WHAT IS REQUIRED → Exactly the lines from the one containing "road and record integer pixel coordinates." through the final line of the listing are to be retyped, and nothing more.

Data entries
•••••
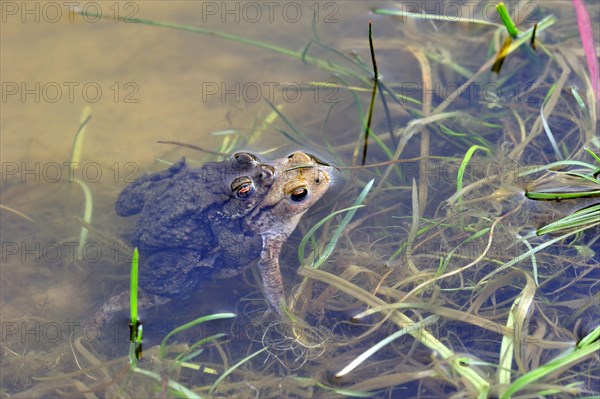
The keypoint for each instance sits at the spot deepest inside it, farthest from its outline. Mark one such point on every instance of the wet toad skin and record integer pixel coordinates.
(210, 222)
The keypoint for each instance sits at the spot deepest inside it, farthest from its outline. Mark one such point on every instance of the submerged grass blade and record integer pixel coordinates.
(562, 362)
(338, 231)
(199, 320)
(87, 217)
(233, 368)
(373, 349)
(463, 167)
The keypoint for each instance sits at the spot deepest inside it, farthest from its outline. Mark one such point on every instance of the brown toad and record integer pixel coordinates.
(210, 222)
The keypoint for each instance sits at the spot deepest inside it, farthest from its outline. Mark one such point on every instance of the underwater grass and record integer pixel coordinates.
(471, 294)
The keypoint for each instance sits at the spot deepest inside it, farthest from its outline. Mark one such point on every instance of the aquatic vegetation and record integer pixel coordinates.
(461, 260)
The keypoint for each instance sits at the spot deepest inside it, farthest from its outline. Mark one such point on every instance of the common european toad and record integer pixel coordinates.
(210, 222)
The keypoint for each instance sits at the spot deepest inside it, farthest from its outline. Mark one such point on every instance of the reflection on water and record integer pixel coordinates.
(458, 273)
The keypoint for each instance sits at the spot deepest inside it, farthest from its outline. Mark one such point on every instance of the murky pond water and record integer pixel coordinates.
(439, 271)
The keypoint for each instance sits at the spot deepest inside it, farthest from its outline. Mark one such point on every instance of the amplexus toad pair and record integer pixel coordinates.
(198, 224)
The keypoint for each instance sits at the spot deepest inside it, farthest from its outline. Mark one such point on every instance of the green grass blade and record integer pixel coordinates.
(192, 323)
(562, 362)
(338, 232)
(433, 17)
(507, 20)
(232, 369)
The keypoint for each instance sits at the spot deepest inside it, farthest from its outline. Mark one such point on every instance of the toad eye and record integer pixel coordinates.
(243, 187)
(299, 194)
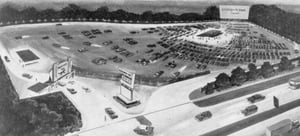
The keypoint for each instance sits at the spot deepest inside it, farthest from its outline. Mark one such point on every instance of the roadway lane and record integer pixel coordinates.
(245, 91)
(234, 127)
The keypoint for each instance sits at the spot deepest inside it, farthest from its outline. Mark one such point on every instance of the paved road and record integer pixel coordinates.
(245, 91)
(234, 127)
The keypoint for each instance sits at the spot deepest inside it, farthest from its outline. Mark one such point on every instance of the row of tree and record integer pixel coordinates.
(8, 13)
(239, 76)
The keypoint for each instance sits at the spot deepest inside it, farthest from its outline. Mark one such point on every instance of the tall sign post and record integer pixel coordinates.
(127, 84)
(126, 96)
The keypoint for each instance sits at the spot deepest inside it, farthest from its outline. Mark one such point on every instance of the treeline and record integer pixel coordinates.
(72, 11)
(277, 20)
(239, 76)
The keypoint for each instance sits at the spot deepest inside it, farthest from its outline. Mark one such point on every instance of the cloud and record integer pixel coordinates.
(286, 2)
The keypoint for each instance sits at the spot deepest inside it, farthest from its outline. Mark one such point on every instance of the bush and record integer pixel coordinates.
(267, 70)
(222, 82)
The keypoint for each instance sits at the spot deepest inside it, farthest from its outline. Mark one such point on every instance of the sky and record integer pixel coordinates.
(288, 2)
(139, 6)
•••••
WRITTEN ANSWER →
The keypoint for each instance sits at the spot deepest inside it, farthest from its outline. Mark one such point on every instance of the paved road and record integer pixel coordinates.
(245, 91)
(234, 127)
The keypoint for each instance sits at the spot deepest inside it, farthest from its outline. Mark one such point on every instance of the row of tree and record integer pixel coordinates.
(8, 13)
(239, 76)
The keypoint for each instance sits at the spot deepest inside it, farthest from its outline. Mark one such point on every instance of the tall sign post and record integer pixel coordinates.
(127, 84)
(126, 96)
The keypoint for each instance sits at the spot deepest inside it, farthest from its outline. Mark one such point on every instance of the treeline and record integer pixel coordinates.
(72, 11)
(277, 20)
(239, 76)
The keypoint for each instance sits at the spot deepest inside it, farthest from its outline. Mark one such point on every instance of the cloud and record integer pixel coordinates.
(286, 2)
The keypoint for each instance sits at the spot deepest inside it, farthest from its outline. Mark one such point on every instance of the bush and record integer pixel coordinates.
(267, 70)
(222, 82)
The keypoint for each instance sits at the spot deepest inside it, farthest from its outline. Mark one such point on every instance of the sky and record integer pixel coordinates.
(288, 2)
(139, 6)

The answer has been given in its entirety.